> _What you are asked to do_
Which lines in the records below contain the string "background"? Return each of them.

>> Begin Given entries

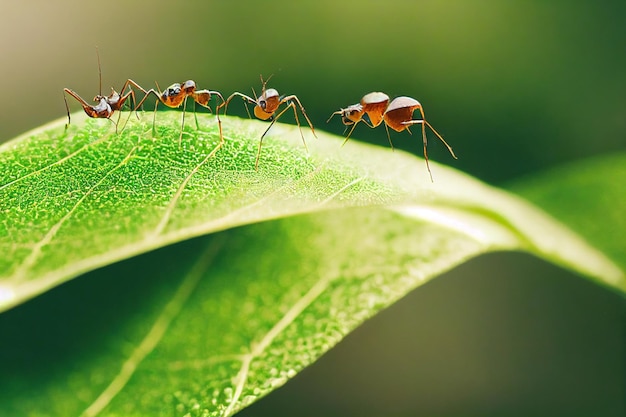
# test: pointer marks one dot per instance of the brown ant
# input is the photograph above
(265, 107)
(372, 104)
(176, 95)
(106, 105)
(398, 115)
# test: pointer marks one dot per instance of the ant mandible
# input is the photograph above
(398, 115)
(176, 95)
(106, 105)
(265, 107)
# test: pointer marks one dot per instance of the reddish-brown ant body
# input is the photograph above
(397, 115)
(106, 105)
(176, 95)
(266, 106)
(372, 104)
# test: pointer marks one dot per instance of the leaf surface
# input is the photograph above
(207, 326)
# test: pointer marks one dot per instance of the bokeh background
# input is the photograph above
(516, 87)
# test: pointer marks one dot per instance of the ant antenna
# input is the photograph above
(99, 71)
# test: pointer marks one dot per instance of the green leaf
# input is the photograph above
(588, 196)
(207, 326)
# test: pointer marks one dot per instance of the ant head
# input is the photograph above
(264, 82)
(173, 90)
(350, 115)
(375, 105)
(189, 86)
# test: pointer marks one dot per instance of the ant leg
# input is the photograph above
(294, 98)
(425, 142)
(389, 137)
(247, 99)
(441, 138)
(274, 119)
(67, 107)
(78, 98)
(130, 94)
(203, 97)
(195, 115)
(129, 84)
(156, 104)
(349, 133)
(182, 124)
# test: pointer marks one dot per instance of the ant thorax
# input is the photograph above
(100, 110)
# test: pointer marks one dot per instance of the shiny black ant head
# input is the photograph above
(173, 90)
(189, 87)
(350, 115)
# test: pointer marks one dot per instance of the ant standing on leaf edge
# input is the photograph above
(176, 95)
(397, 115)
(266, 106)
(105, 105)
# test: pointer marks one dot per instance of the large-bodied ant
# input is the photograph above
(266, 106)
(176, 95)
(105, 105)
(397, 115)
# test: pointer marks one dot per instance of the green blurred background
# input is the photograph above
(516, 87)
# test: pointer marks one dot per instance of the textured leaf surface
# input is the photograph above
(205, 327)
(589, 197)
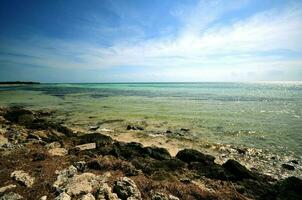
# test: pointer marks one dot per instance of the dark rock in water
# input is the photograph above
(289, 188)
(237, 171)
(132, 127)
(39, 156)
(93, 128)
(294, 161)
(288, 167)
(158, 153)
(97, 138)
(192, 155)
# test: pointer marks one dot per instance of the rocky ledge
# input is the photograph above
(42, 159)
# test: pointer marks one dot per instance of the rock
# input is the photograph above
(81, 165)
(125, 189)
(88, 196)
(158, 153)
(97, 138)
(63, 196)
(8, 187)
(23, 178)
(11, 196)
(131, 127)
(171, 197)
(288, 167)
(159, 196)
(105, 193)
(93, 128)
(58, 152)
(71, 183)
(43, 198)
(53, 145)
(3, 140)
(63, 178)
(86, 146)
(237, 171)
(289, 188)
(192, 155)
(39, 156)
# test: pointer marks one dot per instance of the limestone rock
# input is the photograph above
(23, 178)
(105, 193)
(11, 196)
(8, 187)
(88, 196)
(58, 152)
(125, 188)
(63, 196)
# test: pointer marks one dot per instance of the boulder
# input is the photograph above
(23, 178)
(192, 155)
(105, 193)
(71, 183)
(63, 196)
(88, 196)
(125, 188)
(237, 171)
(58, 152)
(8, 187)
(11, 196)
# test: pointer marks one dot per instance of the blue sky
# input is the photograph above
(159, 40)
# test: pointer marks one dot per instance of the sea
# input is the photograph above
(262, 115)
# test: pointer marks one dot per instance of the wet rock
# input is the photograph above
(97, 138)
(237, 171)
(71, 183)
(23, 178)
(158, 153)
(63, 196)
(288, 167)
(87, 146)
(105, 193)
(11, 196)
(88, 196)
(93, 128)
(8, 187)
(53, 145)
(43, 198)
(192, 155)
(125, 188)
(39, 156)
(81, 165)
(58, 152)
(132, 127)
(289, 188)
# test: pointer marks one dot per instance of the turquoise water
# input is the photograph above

>> End Given entries
>> Begin Given entries

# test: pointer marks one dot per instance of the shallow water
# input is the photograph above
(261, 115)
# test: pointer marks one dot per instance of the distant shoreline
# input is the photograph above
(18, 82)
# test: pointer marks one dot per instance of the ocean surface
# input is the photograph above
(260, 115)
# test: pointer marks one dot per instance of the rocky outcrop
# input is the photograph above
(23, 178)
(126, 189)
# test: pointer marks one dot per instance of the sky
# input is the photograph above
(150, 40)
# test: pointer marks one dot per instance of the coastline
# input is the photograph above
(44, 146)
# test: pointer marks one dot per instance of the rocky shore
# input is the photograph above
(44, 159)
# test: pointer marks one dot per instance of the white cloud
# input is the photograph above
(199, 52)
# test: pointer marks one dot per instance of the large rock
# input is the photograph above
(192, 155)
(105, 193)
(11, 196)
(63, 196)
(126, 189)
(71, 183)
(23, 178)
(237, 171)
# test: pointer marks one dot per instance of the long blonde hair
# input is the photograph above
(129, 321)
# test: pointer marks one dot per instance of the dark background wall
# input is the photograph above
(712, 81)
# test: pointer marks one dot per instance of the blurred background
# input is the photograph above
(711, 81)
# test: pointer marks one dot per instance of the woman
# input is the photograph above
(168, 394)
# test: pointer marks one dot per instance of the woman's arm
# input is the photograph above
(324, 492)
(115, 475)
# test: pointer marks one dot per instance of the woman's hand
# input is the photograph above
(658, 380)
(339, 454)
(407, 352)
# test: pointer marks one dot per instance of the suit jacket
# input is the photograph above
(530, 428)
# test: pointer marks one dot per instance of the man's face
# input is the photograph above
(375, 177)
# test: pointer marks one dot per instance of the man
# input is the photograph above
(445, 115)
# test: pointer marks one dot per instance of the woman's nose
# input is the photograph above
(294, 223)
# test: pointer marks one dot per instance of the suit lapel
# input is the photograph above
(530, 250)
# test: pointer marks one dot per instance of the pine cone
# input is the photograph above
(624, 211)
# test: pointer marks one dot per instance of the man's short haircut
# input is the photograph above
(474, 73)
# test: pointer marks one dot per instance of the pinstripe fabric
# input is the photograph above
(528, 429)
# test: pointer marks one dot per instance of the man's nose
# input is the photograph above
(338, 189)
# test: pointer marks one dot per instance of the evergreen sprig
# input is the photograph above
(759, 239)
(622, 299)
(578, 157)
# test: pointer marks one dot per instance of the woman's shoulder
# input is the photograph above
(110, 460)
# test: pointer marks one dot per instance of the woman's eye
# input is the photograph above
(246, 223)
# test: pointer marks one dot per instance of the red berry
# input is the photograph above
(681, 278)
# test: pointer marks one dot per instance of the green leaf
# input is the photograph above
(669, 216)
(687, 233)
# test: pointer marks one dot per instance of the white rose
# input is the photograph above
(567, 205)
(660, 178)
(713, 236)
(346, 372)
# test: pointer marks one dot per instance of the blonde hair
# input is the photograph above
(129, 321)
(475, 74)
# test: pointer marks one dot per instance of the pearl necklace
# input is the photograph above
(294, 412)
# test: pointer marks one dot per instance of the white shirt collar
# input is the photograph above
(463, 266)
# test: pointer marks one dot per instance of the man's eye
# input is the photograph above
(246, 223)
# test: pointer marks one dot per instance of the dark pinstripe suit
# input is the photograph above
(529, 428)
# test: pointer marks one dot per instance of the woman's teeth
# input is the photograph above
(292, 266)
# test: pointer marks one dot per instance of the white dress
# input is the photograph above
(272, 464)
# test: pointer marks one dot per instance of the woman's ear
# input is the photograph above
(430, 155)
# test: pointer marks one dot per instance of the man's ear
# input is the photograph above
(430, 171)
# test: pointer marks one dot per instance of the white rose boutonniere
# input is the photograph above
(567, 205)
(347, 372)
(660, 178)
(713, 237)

>> End Given entries

> _Solution to the problem_
# test: pointer marks one dot per instance of the bokeh background
# test: pointer marks one dot per instance of the green blurred background
# test: pointer marks one dot per instance of the dark background wall
# test: pointer marks one dot per instance of the blurred background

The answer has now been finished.